■ Stated problem 1:
Answer these from the tokenizer thread:
(a) How many CPUs did tester have for the run that took 3 seconds?
(b) Which call did KarlH suggest using instead of the multi-core one?
(c) What Tokenizer time did gerardo report in the post that begins with "WOW"?

NLP - Tokenizer()

gerardo · August 21, 2018, 10:19pm

I have this piece of code in my prediction and my text has only 4 words.

Blockquote
#tokenize using the fastai wrapper around spacy
tic = time.clock()
tok = Tokenizer().proc_all_mp(partition_by_cores(texts))
toc = time.clock()

Tokenizer time 29.547838342226896
Is this normal?

tester · August 21, 2018, 10:32pm

This function creates multiple processes in python. There should be overhead time on that + messaging passing to different processors + tokenizer time.

I assume you mean 29 seconds or 2.9 seconds. Also len(texts) = 4?

gerardo · August 22, 2018, 12:25am

29 seconds for the tokenizer and yes 4 words

TheShadow29 · August 22, 2018, 4:37am

I doubt. I used a larger corpus and it was less than that. Can you confirm the output of tok is word based? I think it is character based perhaps (not sure).

tester · August 22, 2018, 4:48am

from fastai.text import *
import time
tic = time.clock()
tok = Tokenizer().proc_all_mp(partition_by_cores([‘Hello’, ‘World’, ‘Foo’, ‘Bar’]))
toc = time.clock()
print (toc - tic)

3 seconds for me 8 cpus here

KarlH · August 22, 2018, 9:58pm

I ran into the same issue. I think whatever magic happens in the CPU when it’s partitioning to cores can take a bit of time.

Try using Tokenizer().proc_text(s) instead. I have found this works faster for processing small strings (ie for prediction) where the input is small enough that using multiple cores doesn’t really make sense.

gerardo · August 23, 2018, 12:38pm

WOW

tic = time.clock()
print(texts)
tok = Tokenizer().proc_all(texts, lang=‘en’)
toc = time.clock()

Tokenizer time 0.9702205351916291

Great improvement
Thanks!

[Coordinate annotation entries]
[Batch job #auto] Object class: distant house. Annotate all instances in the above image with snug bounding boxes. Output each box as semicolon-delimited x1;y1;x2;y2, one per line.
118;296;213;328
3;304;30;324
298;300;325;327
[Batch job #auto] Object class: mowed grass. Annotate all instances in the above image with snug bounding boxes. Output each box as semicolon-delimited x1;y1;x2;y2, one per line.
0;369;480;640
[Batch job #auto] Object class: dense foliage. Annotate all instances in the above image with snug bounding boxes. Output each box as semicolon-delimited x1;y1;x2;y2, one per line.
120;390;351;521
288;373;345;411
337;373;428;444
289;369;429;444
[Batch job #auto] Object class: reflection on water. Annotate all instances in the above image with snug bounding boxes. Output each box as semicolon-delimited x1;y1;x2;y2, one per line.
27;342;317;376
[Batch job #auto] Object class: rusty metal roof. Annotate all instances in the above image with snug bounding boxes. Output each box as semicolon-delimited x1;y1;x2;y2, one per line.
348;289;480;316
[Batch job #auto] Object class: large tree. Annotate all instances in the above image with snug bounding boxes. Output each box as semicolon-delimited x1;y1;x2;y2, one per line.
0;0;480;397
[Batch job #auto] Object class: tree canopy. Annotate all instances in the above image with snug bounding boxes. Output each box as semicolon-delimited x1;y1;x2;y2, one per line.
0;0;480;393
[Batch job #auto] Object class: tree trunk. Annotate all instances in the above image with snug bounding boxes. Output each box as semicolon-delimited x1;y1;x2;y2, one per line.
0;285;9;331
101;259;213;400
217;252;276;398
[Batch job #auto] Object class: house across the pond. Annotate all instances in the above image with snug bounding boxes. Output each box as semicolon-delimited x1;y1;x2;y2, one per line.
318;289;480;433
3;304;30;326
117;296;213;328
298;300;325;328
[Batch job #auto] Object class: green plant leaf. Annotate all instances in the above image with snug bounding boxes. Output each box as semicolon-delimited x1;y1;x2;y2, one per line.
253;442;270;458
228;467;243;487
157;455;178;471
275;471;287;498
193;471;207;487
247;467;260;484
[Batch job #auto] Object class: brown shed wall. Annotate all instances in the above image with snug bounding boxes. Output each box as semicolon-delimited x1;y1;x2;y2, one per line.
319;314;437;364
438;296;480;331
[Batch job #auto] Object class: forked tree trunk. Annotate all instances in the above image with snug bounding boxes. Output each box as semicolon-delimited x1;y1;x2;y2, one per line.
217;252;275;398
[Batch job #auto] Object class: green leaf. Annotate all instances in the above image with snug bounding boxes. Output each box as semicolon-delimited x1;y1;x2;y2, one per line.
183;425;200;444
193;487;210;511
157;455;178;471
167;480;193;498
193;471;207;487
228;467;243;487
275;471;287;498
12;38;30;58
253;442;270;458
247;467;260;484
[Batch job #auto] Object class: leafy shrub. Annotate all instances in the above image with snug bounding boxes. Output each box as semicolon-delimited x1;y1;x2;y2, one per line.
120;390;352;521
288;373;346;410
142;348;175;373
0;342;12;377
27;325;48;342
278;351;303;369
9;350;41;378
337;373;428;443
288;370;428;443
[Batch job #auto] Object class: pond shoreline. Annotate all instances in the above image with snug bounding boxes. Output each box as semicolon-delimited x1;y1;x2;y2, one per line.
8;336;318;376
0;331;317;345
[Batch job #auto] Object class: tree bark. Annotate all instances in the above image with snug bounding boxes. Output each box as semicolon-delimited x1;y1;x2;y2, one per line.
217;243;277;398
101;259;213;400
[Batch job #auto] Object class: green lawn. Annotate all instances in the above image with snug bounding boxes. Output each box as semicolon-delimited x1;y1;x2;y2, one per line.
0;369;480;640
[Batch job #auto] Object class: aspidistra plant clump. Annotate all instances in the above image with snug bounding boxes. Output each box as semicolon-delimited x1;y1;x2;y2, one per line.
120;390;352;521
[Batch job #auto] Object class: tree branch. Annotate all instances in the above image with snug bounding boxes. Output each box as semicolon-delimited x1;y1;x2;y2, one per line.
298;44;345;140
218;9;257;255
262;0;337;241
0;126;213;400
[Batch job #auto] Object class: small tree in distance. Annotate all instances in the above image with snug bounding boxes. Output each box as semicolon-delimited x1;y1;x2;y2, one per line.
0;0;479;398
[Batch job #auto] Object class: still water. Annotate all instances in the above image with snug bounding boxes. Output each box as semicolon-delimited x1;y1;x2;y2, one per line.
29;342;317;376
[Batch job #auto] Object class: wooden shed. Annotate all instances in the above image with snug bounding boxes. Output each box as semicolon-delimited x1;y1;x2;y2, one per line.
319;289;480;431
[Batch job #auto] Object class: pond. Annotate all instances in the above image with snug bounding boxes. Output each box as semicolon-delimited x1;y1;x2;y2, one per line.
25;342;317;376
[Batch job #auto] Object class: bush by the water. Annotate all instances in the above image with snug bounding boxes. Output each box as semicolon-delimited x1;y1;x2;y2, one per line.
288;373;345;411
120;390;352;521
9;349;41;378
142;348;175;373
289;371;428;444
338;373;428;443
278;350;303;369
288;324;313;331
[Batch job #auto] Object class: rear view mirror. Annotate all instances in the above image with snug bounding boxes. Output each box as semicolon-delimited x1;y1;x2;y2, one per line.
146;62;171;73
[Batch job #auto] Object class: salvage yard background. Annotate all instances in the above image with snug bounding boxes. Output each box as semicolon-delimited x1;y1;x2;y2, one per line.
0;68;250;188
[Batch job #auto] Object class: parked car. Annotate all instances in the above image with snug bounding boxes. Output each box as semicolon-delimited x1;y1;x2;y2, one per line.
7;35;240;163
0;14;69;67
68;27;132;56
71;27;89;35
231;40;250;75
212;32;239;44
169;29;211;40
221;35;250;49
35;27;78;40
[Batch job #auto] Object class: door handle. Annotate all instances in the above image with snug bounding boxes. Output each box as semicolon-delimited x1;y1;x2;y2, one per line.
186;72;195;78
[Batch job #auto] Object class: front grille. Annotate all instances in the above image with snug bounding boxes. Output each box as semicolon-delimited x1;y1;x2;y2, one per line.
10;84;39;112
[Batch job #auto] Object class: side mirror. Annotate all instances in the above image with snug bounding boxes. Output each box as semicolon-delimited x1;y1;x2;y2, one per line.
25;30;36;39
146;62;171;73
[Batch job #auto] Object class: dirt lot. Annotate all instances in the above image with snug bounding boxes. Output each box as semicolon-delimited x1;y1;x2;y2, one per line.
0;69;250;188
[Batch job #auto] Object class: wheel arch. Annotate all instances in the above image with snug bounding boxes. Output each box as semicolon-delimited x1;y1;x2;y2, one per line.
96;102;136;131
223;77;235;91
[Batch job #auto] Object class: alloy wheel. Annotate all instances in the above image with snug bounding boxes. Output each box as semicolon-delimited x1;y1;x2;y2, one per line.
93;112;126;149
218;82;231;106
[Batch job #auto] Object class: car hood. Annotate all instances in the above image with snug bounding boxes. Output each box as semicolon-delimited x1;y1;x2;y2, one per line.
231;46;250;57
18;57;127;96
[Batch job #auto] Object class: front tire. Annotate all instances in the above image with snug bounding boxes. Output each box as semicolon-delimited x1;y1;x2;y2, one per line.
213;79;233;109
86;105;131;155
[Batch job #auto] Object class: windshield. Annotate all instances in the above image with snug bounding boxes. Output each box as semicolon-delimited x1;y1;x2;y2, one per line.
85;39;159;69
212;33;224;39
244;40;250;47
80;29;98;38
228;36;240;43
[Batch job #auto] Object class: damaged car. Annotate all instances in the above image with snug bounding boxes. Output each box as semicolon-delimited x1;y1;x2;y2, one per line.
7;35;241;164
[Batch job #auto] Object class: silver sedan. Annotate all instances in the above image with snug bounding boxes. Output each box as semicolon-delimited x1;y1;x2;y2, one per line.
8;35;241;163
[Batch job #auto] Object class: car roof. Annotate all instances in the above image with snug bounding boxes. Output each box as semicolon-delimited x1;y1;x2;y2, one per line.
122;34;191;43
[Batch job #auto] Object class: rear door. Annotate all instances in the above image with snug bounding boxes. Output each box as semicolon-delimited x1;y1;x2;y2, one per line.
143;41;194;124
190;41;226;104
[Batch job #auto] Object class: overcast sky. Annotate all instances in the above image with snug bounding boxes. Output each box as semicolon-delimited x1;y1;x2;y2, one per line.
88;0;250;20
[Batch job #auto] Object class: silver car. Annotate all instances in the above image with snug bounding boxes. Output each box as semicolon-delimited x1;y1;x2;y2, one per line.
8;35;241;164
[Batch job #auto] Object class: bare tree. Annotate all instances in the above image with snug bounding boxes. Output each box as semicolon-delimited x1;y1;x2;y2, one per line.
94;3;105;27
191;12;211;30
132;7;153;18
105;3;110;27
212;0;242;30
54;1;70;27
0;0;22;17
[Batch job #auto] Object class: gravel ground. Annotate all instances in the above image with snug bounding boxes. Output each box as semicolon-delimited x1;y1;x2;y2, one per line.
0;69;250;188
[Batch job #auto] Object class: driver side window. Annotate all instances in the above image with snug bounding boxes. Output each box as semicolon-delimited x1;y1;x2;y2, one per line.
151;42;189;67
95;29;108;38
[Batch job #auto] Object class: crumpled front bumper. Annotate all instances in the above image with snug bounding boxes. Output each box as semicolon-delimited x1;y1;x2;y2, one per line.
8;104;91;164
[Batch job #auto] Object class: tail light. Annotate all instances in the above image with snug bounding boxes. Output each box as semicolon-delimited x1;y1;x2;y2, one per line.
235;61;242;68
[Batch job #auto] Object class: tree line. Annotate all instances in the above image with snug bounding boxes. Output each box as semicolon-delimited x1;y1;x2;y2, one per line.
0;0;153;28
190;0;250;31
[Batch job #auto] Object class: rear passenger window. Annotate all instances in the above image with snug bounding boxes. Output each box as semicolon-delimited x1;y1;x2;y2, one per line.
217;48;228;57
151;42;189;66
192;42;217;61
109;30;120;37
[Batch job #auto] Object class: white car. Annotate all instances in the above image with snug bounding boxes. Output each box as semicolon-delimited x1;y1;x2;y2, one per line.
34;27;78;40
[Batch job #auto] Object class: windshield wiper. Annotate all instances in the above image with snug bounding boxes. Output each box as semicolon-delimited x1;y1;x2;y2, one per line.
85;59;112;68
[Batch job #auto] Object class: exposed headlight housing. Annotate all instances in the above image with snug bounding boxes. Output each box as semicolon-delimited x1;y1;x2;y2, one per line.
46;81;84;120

■ Stated problem 2: Rewrite the records starting with the line that contains "[Batch job #auto] Object class: windshield wiper." and going on through the end of the records, putting "tight bounding boxes" in place of "snug bounding boxes" and leaving everything else as it is.

■ Final answer 1:
(a) 8
(b) Tokenizer().proc_text(s)
(c) 0.9702205351916291

■ Final answer 2:
[Batch job #auto] Object class: windshield wiper. Annotate all instances in the above image with tight bounding boxes. Output each box as semicolon-delimited x1;y1;x2;y2, one per line.
85;59;112;68
[Batch job #auto] Object class: exposed headlight housing. Annotate all instances in the above image with tight bounding boxes. Output each box as semicolon-delimited x1;y1;x2;y2, one per line.
46;81;84;120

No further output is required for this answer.